What you are asked to do: Go through the data below and copy each line where the word "white" occurs.

Dataset entries
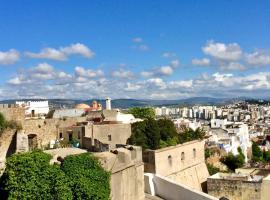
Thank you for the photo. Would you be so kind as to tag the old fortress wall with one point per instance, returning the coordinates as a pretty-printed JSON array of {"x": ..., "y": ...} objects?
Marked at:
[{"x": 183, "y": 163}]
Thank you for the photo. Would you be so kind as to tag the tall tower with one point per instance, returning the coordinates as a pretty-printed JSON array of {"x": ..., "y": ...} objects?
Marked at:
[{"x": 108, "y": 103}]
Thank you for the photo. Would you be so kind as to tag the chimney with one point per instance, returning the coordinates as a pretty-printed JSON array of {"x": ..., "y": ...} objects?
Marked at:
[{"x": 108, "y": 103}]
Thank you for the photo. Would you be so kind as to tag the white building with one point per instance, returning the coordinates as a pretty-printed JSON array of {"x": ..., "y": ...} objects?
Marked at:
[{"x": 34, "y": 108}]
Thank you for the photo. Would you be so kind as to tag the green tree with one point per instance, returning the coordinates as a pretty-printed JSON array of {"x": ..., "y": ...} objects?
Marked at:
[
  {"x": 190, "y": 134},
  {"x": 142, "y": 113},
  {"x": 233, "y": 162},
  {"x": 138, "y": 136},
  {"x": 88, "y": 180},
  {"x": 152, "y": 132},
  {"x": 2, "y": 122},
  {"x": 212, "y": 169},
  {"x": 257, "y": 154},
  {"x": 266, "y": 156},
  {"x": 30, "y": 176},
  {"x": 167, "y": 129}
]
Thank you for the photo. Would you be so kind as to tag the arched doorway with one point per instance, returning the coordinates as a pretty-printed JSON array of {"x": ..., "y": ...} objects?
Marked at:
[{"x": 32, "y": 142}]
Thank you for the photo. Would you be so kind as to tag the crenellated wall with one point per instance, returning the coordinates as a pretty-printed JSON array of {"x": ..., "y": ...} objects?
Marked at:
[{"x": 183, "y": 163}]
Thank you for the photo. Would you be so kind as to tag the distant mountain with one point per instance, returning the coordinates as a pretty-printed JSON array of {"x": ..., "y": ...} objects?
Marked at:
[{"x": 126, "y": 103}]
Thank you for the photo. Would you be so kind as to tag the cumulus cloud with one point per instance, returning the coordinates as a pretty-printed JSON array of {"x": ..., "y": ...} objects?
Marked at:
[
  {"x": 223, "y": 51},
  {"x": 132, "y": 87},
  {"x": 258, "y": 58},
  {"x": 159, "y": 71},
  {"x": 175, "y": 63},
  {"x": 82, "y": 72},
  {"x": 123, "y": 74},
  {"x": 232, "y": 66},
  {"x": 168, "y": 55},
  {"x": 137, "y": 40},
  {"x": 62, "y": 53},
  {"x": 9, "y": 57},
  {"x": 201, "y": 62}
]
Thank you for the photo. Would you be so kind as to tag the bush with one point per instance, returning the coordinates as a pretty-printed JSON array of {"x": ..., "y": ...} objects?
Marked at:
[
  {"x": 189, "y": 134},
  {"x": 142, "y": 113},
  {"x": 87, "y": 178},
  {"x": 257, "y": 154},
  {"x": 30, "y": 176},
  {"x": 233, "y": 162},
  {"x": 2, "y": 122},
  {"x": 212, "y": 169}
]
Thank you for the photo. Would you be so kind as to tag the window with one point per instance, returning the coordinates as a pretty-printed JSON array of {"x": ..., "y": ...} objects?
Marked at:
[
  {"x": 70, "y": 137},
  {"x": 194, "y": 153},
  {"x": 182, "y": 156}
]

...

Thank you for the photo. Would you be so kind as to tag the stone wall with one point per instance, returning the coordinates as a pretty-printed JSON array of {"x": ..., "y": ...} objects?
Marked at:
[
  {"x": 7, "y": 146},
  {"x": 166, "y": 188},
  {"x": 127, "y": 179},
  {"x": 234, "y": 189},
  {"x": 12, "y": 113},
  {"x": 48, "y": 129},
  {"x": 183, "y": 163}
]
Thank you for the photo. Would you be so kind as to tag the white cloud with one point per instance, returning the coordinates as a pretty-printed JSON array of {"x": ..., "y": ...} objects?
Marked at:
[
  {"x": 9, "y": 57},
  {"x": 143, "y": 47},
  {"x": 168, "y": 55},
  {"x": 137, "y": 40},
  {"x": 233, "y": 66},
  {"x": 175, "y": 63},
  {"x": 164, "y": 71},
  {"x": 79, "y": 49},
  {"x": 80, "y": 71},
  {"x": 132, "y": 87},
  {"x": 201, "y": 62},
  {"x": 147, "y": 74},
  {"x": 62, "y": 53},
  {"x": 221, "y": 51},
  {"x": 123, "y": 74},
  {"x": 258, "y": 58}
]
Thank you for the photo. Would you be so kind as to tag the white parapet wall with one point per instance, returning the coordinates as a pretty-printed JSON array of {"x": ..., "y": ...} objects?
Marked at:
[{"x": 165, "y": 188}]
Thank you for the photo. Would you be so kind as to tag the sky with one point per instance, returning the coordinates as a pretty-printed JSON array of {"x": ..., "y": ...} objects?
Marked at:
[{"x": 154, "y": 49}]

Written response:
Thank you for the photo. Would you be so kind as to tag the white building with one point per instance, returning the coordinates as a pretty-printed JSON array of {"x": ..., "y": ...} objects?
Thank you for the photo. Would you be so kind as to tag the white cloud with one point per instance, returning the coordinates as a pretty-printed JSON array of {"x": ..., "y": ...} objects?
Thank you for the photo. Would you be so kind as to tag the white parapet wall with one point per instance, returning the coordinates as a pretty-printed JSON array of {"x": ..., "y": ...} objects?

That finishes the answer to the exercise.